━━ Text passage
Asked by Noah Hudson on 11 Oct 2019
Latest activity Answered by Walter Roberson
on 11 Oct 2019
function Project2(transmitter,Dictionary)
%probability vector goes in the dictionary
% symbols go in the transmitter
tf = ischar(transmitter)
if tf == 1
[dict,avglen] = huffmandict(num2cell(transmitter), Dictionary);
sig = char( randsrc(1,50,[double(transmitter); Dictionary]) );
comp = huffmanenco(sig,dict)
dsig = cell2mat(huffmandeco(comp,dict))
else
[dict, avglen] = huffmandict(transmitter,Dictionary);
sig = randsrc(100,1,[transmitter; Dictionary]);
comp = huffmanenco(sig,dict);
dsig = huffmandeco(comp,dict);
isequal(sig,dsig);
end
% b = length(transmitter)
━━━━
Edit the part of the MATLAB code that opens with the words containing "dsig = cell2mat(huffmandeco(comp,dict))" and closes with "b = length(transmitter)", putting "decoded" wherever "dsig" appears. The items have no connection to the MATLAB code.
━━ Entries shown
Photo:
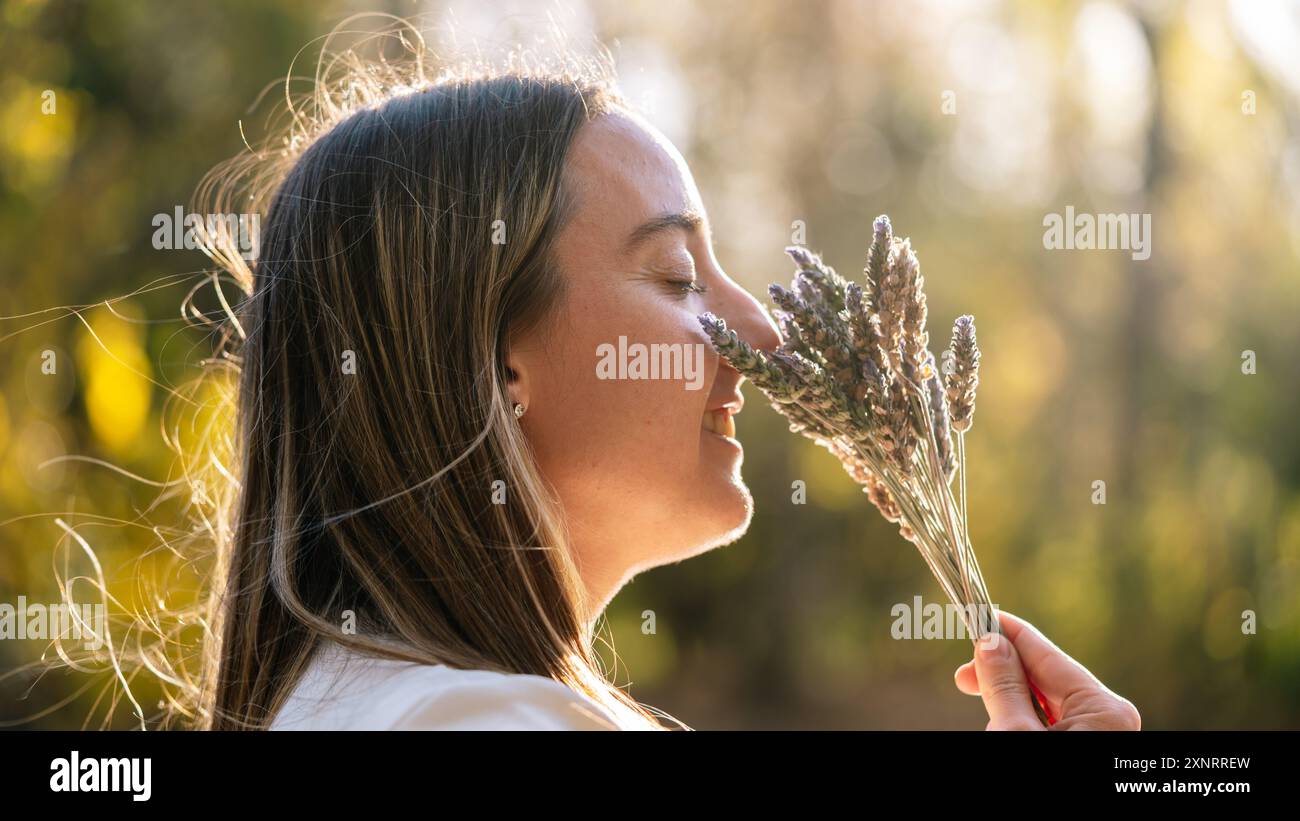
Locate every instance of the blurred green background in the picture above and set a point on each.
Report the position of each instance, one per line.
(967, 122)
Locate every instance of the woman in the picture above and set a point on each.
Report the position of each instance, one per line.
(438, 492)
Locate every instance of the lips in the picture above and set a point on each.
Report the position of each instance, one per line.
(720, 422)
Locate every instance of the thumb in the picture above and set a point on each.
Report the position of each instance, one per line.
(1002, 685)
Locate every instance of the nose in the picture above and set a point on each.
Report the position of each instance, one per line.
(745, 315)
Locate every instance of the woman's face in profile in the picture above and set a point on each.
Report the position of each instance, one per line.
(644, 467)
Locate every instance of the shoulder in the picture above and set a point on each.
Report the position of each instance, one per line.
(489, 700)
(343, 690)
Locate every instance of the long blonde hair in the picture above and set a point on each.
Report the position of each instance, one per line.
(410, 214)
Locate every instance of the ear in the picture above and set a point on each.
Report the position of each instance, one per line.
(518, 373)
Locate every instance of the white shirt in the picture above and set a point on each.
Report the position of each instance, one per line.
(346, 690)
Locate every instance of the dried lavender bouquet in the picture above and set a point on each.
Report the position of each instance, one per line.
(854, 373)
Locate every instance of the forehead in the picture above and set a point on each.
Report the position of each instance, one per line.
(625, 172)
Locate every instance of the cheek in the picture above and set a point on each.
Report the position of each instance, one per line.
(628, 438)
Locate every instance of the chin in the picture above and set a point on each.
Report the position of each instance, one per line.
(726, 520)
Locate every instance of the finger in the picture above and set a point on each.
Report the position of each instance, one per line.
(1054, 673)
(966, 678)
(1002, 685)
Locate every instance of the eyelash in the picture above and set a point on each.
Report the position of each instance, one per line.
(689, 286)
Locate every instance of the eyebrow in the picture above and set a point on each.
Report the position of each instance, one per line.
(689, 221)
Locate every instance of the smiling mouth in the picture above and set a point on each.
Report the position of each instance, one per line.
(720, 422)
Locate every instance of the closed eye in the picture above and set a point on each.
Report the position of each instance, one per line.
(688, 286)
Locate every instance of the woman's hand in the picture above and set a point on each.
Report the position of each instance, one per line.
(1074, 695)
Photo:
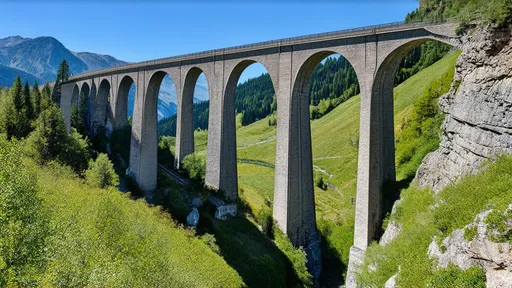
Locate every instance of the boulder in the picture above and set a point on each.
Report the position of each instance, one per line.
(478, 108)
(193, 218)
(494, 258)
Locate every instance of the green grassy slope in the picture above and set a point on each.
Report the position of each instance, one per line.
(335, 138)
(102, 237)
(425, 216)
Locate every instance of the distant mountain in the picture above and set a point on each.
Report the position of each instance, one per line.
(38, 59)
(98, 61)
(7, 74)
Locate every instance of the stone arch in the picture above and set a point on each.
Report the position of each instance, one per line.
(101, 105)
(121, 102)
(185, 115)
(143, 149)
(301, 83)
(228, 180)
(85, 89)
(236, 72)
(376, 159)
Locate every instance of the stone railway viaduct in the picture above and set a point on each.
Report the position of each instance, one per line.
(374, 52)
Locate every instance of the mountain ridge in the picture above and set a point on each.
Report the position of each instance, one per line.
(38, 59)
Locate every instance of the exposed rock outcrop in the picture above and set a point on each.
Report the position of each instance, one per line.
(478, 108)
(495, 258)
━━━━
━━ Entries shown
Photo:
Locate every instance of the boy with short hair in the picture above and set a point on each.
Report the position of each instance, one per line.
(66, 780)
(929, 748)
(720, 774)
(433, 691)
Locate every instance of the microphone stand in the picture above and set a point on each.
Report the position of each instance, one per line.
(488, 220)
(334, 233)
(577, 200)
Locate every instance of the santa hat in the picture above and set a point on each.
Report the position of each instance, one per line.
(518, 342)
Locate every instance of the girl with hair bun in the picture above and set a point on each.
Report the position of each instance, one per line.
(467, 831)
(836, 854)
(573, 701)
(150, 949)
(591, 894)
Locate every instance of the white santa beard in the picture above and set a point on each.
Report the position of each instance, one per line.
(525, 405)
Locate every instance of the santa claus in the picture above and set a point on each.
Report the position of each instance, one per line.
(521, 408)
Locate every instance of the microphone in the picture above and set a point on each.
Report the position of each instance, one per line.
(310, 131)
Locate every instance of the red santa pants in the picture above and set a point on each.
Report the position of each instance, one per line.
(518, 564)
━━━━
Correct response:
decoded = cell2mat(huffmandeco(comp,dict))
else
[dict, avglen] = huffmandict(transmitter,Dictionary);
sig = randsrc(100,1,[transmitter; Dictionary]);
comp = huffmanenco(sig,dict);
decoded = huffmandeco(comp,dict);
isequal(sig,decoded);
end
% b = length(transmitter)